EXERCISE AIM — This exercise asks for the entries below to be printed exactly.

DATA —
*-*-*

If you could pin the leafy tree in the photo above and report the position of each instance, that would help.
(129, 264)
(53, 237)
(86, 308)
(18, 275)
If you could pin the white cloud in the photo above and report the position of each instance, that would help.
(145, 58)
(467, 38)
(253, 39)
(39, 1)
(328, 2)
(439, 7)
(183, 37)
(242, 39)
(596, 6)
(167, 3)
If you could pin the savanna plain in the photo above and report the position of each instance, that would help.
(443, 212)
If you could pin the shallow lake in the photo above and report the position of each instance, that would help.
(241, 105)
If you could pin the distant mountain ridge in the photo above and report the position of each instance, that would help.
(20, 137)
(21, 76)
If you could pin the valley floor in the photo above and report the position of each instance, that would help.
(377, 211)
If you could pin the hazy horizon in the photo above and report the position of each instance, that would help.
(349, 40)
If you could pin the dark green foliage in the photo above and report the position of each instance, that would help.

*-*-*

TASK RESULT —
If you could pin the leafy tree in the photo above and report the position of each instance, that would help.
(129, 264)
(53, 237)
(86, 308)
(18, 275)
If you could pin the white cloud in the photo above and report the position of each instance, that would help.
(145, 58)
(467, 38)
(253, 39)
(39, 1)
(328, 2)
(439, 7)
(183, 37)
(242, 39)
(596, 6)
(167, 3)
If you could pin the savanna plain in the photo above and report the position of each instance, that would help.
(443, 212)
If you could pin the shallow lake in the photo above and report the position of each instance, that would help.
(241, 105)
If you could pin the distant mountain ridge in the photo above and report the position of each instance, that would help.
(20, 137)
(21, 76)
If you could pin the valley floor in the photo above and report the position of each instance, that would help.
(377, 211)
If you could pin the hazy horizon in the photo above and report the position of each instance, that would help.
(349, 40)
If you could pin the dark green foliage in the photo above and report the position of each instance, that would help.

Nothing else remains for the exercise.